▶ Textauszug:
Ich darf für meinen Selbstfürsorge egoistisch werden und sein und die stetige Verantwortung für andere an sie zurückgeben. Nicht mehr „Ja“ sagen, wenn ich „Nein“ denke. Auch das ist ein Prozess.
Meine Depressionen und der Rückzug in mein inneres Haus gehören zum Entzug und sind hoffentlich nur Episoden. (Aktuell verschließe ich mich in mir wie eine Auster und schaffe soziale Oberflächlichkeit nur schwer.)

„Da draußen“ weiß beinahe niemand von meiner Sucht, nicht einmal mein Partner, und das ist irre anstrengend, den Weg ohne Alkohol mit einem mühsam angeknipsten Alltagslächeln zu bewältigen. Aber: Nüchternheit (unabhängig von psychoaktiven Substanzen) ist die Fähigkeit, friedvoll, freudvoll und behaglich mit sich selbst leben zu können“. Das ist Nüchternheit. (Zitat aus dem Buch „Eine neue Brille”). Das ist mein Ziel.

▶ Verfügbare Daten:
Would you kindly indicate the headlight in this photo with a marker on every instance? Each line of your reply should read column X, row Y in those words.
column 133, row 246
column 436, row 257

▶ Ziele:
a – Aus welchem Buch stammt das Zitat über Nüchternheit im Textauszug über den Weg ohne Alkohol?
b – Schreibe den Textauszug über den Weg ohne Alkohol nach seinem letzten Satz weiter.
Die Zeilen sind eigenständiges Material und gehören nicht zum Textauszug.

▶ Ergebnisse der Übung:
a – Aus dem Buch „Eine neue Brille“.

b –
Und eines, das Wichtigste für mich, habe ich auch schon gewonnen: Ich fühle seit meiner trockenen Zeit diesen unerträglichen Selbsthass nicht mehr.

Danke fürs Lesen. Ich wünsche uns viel Kraft und Liebe und Mut. Kommt zuversichtlich und gesund in das neue Jahr.